■ **What the task requires**: Translate this sentence from the passage on low volatility stocks into Spanish: "Throw in the dividends these stocks pay and you have a recipe for long-term outperformance."

■ **Passage shown**:
Believe it or not, low volatility stocks tend to outperform the market.
Investing in low volatility names with steady dividends could well be a better strategy than trying to time the market.
The S&P 500 Low Volatility ETF is up 9.3% year to date, compared to the S&P 500, which is only up 6.8%.
Throw in the dividends these stocks pay and you have a recipe for long-term outperformance.
That’s because these stocks are slow and steady. They won’t make you rich overnight. But you also aren’t likely to lose 30% of your investment in just a matter of months.
The three low volatility, dividend paying, stocks below have all beat the market handily over the last 20 years on a total return basis (dividends and stock price appreciation). Each have beaten the S&P 500 by well over 250 percentage points over the last two decades.
Here are the top 3 low volatility stocks that beat the market:
No. 1 Low Volatility Stock For Beating The Market: Procter & Gamble (NYSE: PG)
P&G is a great long-term performer. It’s outperformed the S&P 500 on a total return basis by some 300 percentage points over the last 20 years. Yet, it’s been a perennial underperformer over the last year or so, underperforming the S&P 500 by 17 percentage points on a total return basis over the last twelve months.

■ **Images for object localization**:
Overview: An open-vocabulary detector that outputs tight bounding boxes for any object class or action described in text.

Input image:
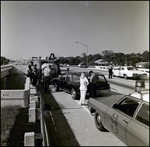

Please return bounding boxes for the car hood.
[92,94,125,107]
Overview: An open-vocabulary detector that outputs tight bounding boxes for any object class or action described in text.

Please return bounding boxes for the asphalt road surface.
[40,82,126,146]
[14,66,149,146]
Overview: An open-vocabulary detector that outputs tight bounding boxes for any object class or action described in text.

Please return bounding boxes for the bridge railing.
[1,65,13,78]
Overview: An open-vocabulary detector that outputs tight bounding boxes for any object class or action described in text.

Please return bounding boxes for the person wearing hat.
[26,64,33,83]
[29,61,34,70]
[44,64,52,92]
[89,70,98,97]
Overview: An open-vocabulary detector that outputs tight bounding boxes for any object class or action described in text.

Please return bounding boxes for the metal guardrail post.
[38,90,47,146]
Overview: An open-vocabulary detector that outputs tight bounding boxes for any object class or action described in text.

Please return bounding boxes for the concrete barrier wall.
[1,77,30,107]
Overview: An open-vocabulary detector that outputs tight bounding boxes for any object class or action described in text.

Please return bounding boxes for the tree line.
[1,56,10,65]
[1,50,149,68]
[60,50,149,66]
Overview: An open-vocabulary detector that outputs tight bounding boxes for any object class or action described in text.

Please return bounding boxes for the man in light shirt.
[44,65,52,92]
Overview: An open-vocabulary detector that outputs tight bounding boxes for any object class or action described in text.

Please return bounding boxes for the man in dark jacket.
[89,70,98,97]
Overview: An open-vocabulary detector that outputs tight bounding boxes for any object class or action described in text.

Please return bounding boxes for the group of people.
[26,61,52,92]
[26,61,39,86]
[79,70,98,106]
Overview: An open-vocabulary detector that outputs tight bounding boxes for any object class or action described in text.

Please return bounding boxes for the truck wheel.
[94,112,104,131]
[54,82,59,91]
[71,88,77,100]
[123,74,128,79]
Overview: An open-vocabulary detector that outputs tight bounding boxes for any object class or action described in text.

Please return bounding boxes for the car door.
[126,103,149,146]
[106,96,139,144]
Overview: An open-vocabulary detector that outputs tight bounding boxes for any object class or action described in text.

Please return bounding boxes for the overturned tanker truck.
[39,53,61,83]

■ **Response below**: Si a eso se suman los dividendos que pagan estas acciones, se obtiene una receta para un rendimiento superior a largo plazo.